EXERCISE MATERIALS
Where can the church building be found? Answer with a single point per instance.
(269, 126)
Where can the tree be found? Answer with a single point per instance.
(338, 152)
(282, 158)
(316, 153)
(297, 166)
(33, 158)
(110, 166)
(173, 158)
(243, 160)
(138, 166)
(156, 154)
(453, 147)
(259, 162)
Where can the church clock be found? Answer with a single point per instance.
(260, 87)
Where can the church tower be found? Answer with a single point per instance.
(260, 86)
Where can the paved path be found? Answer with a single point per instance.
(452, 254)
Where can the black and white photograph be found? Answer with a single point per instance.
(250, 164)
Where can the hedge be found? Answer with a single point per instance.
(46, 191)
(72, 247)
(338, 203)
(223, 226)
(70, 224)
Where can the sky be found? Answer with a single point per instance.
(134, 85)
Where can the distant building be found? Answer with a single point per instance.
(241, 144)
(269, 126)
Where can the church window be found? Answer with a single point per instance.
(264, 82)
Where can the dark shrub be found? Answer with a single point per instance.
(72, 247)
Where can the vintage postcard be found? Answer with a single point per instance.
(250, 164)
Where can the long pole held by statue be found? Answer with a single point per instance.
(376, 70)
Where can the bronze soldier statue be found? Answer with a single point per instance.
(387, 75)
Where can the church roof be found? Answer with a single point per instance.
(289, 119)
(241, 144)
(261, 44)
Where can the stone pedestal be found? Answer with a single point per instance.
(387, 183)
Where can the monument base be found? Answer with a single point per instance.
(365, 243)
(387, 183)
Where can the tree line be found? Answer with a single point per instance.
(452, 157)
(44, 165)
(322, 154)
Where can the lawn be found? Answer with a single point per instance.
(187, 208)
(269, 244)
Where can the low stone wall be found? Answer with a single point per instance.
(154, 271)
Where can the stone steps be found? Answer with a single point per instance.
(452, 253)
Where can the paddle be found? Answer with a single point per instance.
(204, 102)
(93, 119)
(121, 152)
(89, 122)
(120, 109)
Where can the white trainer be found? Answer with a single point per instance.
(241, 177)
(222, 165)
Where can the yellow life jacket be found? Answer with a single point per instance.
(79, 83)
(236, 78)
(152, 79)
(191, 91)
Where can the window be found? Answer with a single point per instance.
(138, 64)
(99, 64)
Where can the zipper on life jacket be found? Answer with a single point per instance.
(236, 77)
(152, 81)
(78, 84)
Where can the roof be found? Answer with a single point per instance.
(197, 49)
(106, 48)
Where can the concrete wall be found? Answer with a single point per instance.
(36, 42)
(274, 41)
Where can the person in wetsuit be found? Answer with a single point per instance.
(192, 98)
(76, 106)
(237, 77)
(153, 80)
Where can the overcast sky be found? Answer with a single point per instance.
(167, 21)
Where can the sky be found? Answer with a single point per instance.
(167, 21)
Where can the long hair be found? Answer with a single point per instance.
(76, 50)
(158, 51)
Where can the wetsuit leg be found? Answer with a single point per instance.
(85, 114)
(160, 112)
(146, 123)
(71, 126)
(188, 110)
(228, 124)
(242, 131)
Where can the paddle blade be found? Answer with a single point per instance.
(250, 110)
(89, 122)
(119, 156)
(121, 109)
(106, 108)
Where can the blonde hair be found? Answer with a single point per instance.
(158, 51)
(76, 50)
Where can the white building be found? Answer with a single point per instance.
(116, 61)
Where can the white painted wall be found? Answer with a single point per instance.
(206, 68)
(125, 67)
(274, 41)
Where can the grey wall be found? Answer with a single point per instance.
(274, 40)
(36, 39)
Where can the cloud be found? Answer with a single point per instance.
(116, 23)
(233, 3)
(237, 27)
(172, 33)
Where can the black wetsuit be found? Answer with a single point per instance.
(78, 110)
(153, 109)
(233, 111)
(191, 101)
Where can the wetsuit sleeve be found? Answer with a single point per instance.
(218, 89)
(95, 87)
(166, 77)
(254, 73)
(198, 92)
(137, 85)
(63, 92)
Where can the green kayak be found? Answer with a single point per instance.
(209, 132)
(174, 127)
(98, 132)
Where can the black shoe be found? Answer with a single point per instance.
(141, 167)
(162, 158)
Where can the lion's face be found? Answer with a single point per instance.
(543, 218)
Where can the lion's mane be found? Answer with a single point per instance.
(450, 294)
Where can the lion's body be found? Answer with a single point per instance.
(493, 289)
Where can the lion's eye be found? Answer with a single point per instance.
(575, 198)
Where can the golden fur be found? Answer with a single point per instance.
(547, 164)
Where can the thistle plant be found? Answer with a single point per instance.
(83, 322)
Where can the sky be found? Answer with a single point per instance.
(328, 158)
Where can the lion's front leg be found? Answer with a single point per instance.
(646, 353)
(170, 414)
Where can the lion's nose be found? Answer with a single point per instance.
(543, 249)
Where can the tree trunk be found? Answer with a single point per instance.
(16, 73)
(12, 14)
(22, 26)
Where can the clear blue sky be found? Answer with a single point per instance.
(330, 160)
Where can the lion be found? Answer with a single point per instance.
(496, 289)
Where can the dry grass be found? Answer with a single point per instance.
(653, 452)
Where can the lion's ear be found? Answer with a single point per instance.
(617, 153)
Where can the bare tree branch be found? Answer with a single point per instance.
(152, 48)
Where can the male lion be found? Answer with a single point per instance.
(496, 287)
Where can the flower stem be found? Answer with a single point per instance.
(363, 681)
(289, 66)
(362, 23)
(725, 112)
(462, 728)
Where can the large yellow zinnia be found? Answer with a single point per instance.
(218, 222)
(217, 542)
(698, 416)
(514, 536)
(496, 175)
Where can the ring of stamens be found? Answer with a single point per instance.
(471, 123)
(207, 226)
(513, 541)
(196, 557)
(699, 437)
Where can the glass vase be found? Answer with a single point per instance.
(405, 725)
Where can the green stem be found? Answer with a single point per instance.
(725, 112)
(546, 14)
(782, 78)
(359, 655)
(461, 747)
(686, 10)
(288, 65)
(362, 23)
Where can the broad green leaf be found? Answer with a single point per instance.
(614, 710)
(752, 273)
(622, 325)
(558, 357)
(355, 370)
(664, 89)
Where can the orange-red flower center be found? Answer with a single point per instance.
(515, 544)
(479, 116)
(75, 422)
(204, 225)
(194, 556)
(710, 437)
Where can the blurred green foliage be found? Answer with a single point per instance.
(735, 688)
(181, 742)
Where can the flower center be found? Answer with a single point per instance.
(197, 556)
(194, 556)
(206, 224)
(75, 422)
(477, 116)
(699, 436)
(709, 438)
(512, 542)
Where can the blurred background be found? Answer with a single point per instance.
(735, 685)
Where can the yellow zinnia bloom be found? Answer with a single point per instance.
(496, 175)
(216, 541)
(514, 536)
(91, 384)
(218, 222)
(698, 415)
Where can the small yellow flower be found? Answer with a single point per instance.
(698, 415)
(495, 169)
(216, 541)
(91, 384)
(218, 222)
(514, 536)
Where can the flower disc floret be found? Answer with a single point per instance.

WHAT THIS TASK INVOLVES
Line by line, retype the data exactly as written.

ANSWER BELOW
Where can the church building be found? Answer with a single point per instance.
(269, 126)
Where can the tree be found? Answer with a single point per instance.
(338, 152)
(282, 158)
(316, 153)
(297, 166)
(33, 158)
(110, 166)
(173, 158)
(243, 160)
(138, 166)
(156, 154)
(453, 147)
(259, 162)
Where can the church clock be found? Answer with a single point per instance.
(260, 87)
Where can the church tower be found? Answer with a single point per instance.
(260, 86)
Where can the paved path be found? Answer with a single point per instance.
(452, 254)
Where can the black and white photograph be found? Answer with a single point per instance.
(250, 164)
Where can the hedge be found? Answer with a single point per instance.
(46, 191)
(72, 247)
(338, 203)
(223, 226)
(70, 224)
Where can the sky be found? Answer with a single point per instance.
(134, 85)
Where can the distant building be found? Answer with a single point per instance.
(241, 144)
(269, 126)
Where can the church window be found? Answer with a single point per instance.
(264, 82)
Where can the dark shrub be found? Answer with a single point per instance.
(72, 247)
Where can the vintage postcard be found? Answer with a single point per instance.
(250, 164)
Where can the long pole held by statue be found? Answer with a single point per instance.
(376, 70)
Where can the bronze soldier statue be found? Answer with a single point per instance.
(387, 75)
Where can the church roof be found? Answer with a single point per instance.
(289, 119)
(241, 144)
(261, 44)
Where can the stone pedestal be found? Answer with a single point per instance.
(387, 183)
Where can the monument base be found? Answer with a single point per instance.
(365, 243)
(387, 183)
Where can the tree line be found? Answer with a single point per instance.
(452, 157)
(44, 165)
(322, 154)
Where can the lawn be found? Answer with a single point per instance.
(187, 208)
(269, 244)
Where can the low stone wall be found? Answer with a single point per instance.
(154, 271)
Where can the stone steps be found? Answer with a single point per instance.
(452, 253)
Where can the paddle be found? Answer with a single point per instance.
(204, 102)
(93, 119)
(121, 152)
(89, 122)
(120, 109)
Where can the white trainer be found? Answer with a single point per instance.
(241, 177)
(222, 165)
Where can the yellow life jacket be found? Answer with a single point per instance.
(79, 83)
(236, 78)
(152, 79)
(191, 91)
Where can the window be found? Answer with a single point per instance.
(138, 64)
(99, 64)
Where can the zipper on life jacket be found? Answer with a single point per instance.
(236, 77)
(152, 81)
(78, 84)
Where can the roof be found? Answer with a single point per instance.
(197, 49)
(106, 48)
Where can the concrete wall be found? Answer with a single point per instance.
(36, 42)
(274, 41)
Where can the person in wetsuit be found? Answer with a single point per instance.
(192, 98)
(76, 106)
(237, 77)
(153, 80)
Where can the overcast sky be found? Answer with a single point per instance.
(167, 21)
Where can the sky be found? Answer with a single point per instance.
(167, 21)
Where can the long hair be found? Answer with a single point per instance.
(76, 50)
(158, 51)
Where can the wetsuit leg be found? Answer with a single point per instance.
(85, 114)
(160, 112)
(146, 123)
(71, 126)
(188, 110)
(228, 124)
(242, 131)
Where can the paddle blade be found? Answer with a single point per instance.
(250, 110)
(89, 122)
(119, 156)
(121, 109)
(106, 108)
Where can the blonde hair be found? Answer with a single point per instance.
(158, 51)
(76, 50)
Where can the white building be found? Answer with a single point per instance.
(116, 61)
Where can the white painted wall be found? Answer with a single point per instance.
(206, 68)
(125, 67)
(274, 41)
Where can the grey wall be found? Answer with a single point per instance.
(274, 40)
(36, 39)
Where can the cloud be found? Answer with a single point per instance.
(116, 23)
(233, 3)
(237, 27)
(172, 33)
Where can the black wetsuit be found? Answer with a single point per instance.
(78, 110)
(153, 109)
(233, 111)
(191, 101)
Where can the wetsuit sleeve be found? Answer with a single point per instance.
(218, 89)
(95, 87)
(166, 77)
(254, 73)
(198, 92)
(137, 85)
(63, 92)
Where can the green kayak be found? Answer with a single point per instance.
(209, 132)
(174, 127)
(98, 132)
Where can the black shoe be found? Answer with a single point per instance.
(141, 167)
(162, 158)
Where can the lion's face be found? Answer with a single point per instance.
(543, 218)
Where can the lion's mane be found? Answer with a single point per instance.
(450, 294)
Where can the lion's body be found? Answer with a single point per instance.
(493, 289)
Where can the lion's eye be found? Answer with a single point per instance.
(575, 198)
Where can the golden fur be found? Answer with a single point per instance.
(547, 164)
Where can the thistle plant be found? Answer with a single point per instance.
(83, 322)
Where can the sky be found? Answer with a single point per instance.
(328, 158)
Where can the lion's front leg be found? Answer with a single point per instance.
(646, 353)
(170, 414)
Where can the lion's nose be found? Answer with a single point per instance.
(543, 249)
Where can the tree trunk be found? Answer with a single point per instance.
(16, 73)
(12, 14)
(22, 26)
Where can the clear blue sky be found? Answer with a single point per instance.
(330, 160)
Where can the lion be found? Answer with a single point per instance.
(496, 289)
Where can the dry grass be found? Answer with a single point per instance.
(653, 452)
Where can the lion's ear be found? Answer with a single point per instance.
(617, 153)
Where can the bare tree branch be found? Answer with a single point per instance.
(152, 48)
Where can the male lion be found? Answer with a single point per instance.
(496, 287)
Where can the flower stem be found? Answer with a single point per instance.
(363, 681)
(289, 66)
(362, 23)
(725, 112)
(462, 728)
Where can the large yellow zinnia be found? Answer with a single point per instance.
(218, 222)
(217, 542)
(698, 416)
(514, 536)
(496, 175)
Where can the ring of stamens be found? Answer with a single point per instance.
(471, 123)
(207, 226)
(513, 541)
(196, 557)
(699, 437)
Where can the glass vase be found? Answer with a single point per instance.
(405, 725)
Where can the green stem be found? Answer with a single point per instance.
(725, 112)
(546, 14)
(782, 78)
(359, 655)
(461, 747)
(686, 10)
(288, 65)
(362, 23)
Where can the broad green leaf be found? Answer with a single point per instance.
(614, 710)
(752, 273)
(622, 325)
(558, 357)
(355, 370)
(664, 89)
Where can the orange-red flower center be found? Answer with a single point per instance.
(515, 544)
(479, 116)
(75, 422)
(204, 225)
(194, 556)
(710, 437)
Where can the blurred green foliage be found? Answer with a single point per instance.
(735, 688)
(181, 742)
Where can the flower center be found? Answer with a single point per instance.
(197, 556)
(194, 556)
(206, 224)
(75, 422)
(477, 116)
(699, 436)
(709, 438)
(512, 542)
Where can the blurred background be found? Answer with a single point per instance.
(735, 685)
Where can the yellow zinnia bloom be found? Answer with a single point per instance.
(496, 175)
(216, 541)
(514, 536)
(91, 384)
(218, 222)
(698, 415)
Where can the small yellow flower be found? Answer with a single point per instance.
(698, 415)
(495, 169)
(216, 541)
(91, 384)
(218, 222)
(514, 536)
Where can the flower disc floret be found? Answer with a single point per instance.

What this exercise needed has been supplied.